-- start Text excerpt --
In this article I would like to share experience gained in a US$2 Billion manufacturing company in Japan where reality forced us to add an additional layer to the original DBR application. 

The company designs and manufactures technological system solutions for the industrial, financial and public sectors in large markets. The demand for most products is non-standard (products are unique) and sporadic, and the lead times of components from international vendors can be long. In each work center (there are approximately 25 work centers) a team can work on several work orders simultaneously.

A work center in most production environments is a machine or a few machines, and in most cases each machine is processing one order at a time. This is the environment which was assumed when DBR was created – each machine in each work center works on one order only. In our case, in each work center we found that workers were using the space and equipment to process more than one order concurrently, sometimes working on two or three orders, but when the load (or the expected load) increased, this number could expand by two or threefold, causing much longer production lead time. This phenomenon can happen frequently in assembly plants, and therefore we believed a new, tailored approach should be developed.

We implemented TOC principles on one of the production lines by applying the four concepts of flow documented in the “Standing on the Shoulders of Giants” article:

  1. Improving flow (or equivalently lead time) – is a primary objective of operations. We convinced the company’s management to focus on improving flow, and the company set an ambitious KPI for success of reducing lead time by 20% within a six-month proof of concept period. The huge positive impact of such an achievement on WIP, cash flow, level of service and capacity is
  2. Translate the primary objective into a practical mechanism that guides the operation when not to produce (prevents overproduction). Ford used space; Ohno used inventory; Goldratt used time. We prevented overproduction by choking the release of orders (limiting the allowed number of orders released) to the shop floor.
-- end Text excerpt --
What to work on:
A – State whether each statement agrees with the DBR text, answering yes or no and quoting the deciding words: (i) The company has approximately 25 work centers. (ii) The KPI set by the company was to cut lead time by half within one year. (iii) Overproduction was prevented by limiting the number of orders released to the shop floor.
B – Proceed with the DBR text, beginning after its final sentence.
-- start Records shown --
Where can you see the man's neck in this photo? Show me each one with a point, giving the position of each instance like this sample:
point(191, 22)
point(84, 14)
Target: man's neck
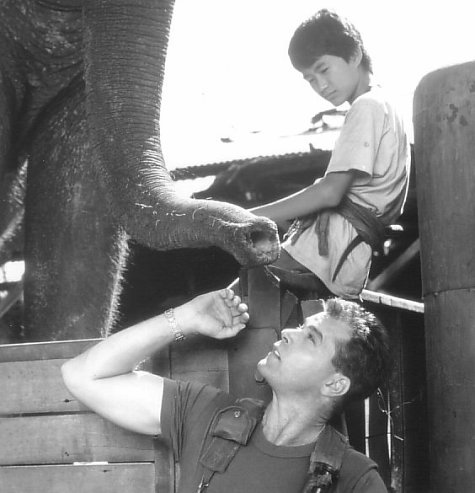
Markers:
point(292, 424)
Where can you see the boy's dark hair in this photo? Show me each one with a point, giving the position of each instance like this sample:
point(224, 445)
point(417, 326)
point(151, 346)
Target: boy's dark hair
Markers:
point(326, 33)
point(365, 359)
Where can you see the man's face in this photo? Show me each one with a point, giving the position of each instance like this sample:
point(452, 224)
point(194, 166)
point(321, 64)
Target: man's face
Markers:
point(302, 359)
point(334, 79)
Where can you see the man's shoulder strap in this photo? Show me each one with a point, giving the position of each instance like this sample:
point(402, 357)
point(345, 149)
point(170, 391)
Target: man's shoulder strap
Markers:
point(326, 461)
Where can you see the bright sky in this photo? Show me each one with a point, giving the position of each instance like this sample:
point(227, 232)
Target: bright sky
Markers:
point(228, 72)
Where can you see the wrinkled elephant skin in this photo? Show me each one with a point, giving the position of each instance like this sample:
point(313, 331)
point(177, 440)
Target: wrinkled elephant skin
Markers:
point(80, 92)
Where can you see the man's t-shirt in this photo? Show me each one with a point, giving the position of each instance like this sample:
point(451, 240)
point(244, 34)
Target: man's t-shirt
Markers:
point(373, 142)
point(258, 467)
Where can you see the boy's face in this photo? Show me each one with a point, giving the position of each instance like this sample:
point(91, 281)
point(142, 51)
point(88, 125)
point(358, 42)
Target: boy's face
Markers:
point(335, 79)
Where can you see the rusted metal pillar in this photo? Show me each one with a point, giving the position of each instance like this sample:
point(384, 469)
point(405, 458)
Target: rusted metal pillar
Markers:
point(444, 121)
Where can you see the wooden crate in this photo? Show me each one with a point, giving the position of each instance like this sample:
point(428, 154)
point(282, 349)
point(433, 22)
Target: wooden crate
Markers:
point(50, 442)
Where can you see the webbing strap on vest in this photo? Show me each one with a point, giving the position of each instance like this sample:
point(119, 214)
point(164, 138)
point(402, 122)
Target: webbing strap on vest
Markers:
point(233, 426)
point(369, 227)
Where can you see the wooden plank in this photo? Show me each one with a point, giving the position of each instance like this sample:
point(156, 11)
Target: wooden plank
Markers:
point(392, 301)
point(396, 406)
point(44, 350)
point(377, 440)
point(107, 478)
point(69, 438)
point(42, 388)
point(393, 269)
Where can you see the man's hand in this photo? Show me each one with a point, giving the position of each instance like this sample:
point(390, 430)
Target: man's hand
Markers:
point(219, 314)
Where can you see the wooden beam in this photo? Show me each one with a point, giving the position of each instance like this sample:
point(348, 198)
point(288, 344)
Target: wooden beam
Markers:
point(384, 277)
point(393, 301)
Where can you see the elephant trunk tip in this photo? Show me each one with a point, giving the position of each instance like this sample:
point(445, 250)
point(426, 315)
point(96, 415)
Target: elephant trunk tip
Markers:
point(264, 246)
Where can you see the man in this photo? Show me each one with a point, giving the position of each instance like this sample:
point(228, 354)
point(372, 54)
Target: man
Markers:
point(338, 354)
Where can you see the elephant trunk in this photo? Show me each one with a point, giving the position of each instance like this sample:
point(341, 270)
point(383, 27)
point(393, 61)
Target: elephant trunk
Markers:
point(126, 46)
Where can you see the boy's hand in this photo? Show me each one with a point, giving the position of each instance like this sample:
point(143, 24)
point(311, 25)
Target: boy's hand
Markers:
point(219, 314)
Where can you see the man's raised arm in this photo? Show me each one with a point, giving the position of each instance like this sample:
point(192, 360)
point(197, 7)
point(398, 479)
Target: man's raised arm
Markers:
point(104, 377)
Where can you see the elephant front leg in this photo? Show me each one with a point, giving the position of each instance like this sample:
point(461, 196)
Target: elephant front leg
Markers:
point(74, 252)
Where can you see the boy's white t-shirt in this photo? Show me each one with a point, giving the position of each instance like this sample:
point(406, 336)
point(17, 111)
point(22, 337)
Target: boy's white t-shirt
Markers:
point(374, 142)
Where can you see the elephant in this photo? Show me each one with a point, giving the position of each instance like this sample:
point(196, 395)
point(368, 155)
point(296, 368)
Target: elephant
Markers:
point(81, 166)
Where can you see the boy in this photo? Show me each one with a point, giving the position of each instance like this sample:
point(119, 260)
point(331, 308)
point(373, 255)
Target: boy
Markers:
point(342, 216)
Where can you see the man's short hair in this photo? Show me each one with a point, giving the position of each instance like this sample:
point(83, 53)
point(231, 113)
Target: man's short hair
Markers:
point(326, 33)
point(365, 358)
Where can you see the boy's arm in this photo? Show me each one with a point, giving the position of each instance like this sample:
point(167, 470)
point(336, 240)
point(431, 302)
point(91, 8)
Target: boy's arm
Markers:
point(325, 193)
point(104, 377)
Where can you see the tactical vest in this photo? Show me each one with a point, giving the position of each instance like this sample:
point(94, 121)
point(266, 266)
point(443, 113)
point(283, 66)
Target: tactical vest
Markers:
point(233, 426)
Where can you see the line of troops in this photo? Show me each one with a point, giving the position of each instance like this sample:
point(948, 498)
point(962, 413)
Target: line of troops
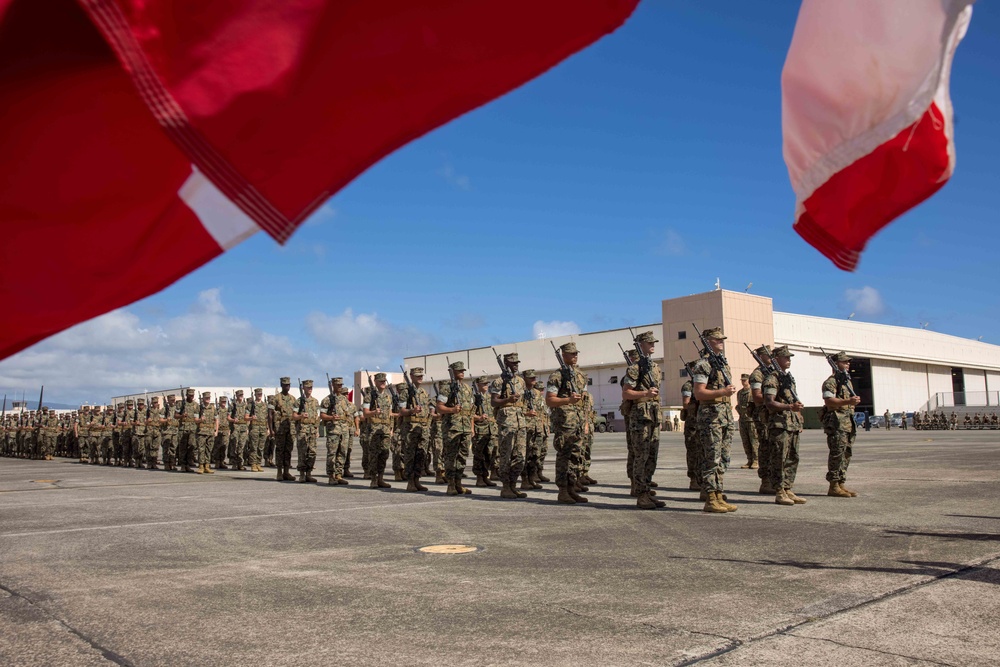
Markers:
point(929, 421)
point(503, 424)
point(770, 425)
-- end Records shown --
Responses per task:
A –
(i) Yes: "there are approximately 25 work centers"
(ii) No: "reducing lead time by 20% within a six-month proof of concept period"
(iii) Yes: "We prevented overproduction by choking the release of orders (limiting the allowed number of orders released) to the shop floor."

B –
  3. Local efficiencies must be abolished – Due to the limited time we had, the key measure we implemented was ensuring work does not start if a full kit is not in place.
  4. A focusing process to balance flow must be in place – due to the very limited time we had for the proof the concept, we did not implement a balancing process apart from maintaining the order limits mentioned above.

The result was reduction of production lead time by 40% in only 4 months!

The drastic reduction in lead time in the proof of concept drove the company to request implementation of the solution for all production lines in the company.

During the detailed design of the full solution two new challenges emerged –

  1. The need for a Dynamic Routing Mechanism. The company has approximately 25 work centers, and the routing of each product is set by client needs and is specific for each order (usually this is done by ERP systems, but not in our case). We solved this by developing a dynamic routing solution in our software (not in the scope of this paper).
  2. Realization of a fundamental difference in the production environment – such a difference that it called for a rethinking of the DBR application, adding an additional mechanism in order to bring the high results we expect from TOC solutions. It was clear to us from the beginning that the concepts of flow as defined by the work of Ford, Ohno and Goldratt are totally valid and there is a need for us to better understand the gap in the environment (mainly in the assembly plant) and to stand on the “Giant’s Shoulders” in order to find the missing link.

 The difference in the environment

Although we followed the four concepts of flow when we implemented the solution, and despite the “too good to be true” results that we achieved in the proof of concept, there was a constant pressure on the workers in the work centers to multitask. Rivers of words have been written about the devastating effect of multitasking on capacity, and there are numerous group exercises that demonstrate that multitasking has a negative impact even on very simple physical tasks. The practical question is, why does this happen and how do we overcome it in a robust way?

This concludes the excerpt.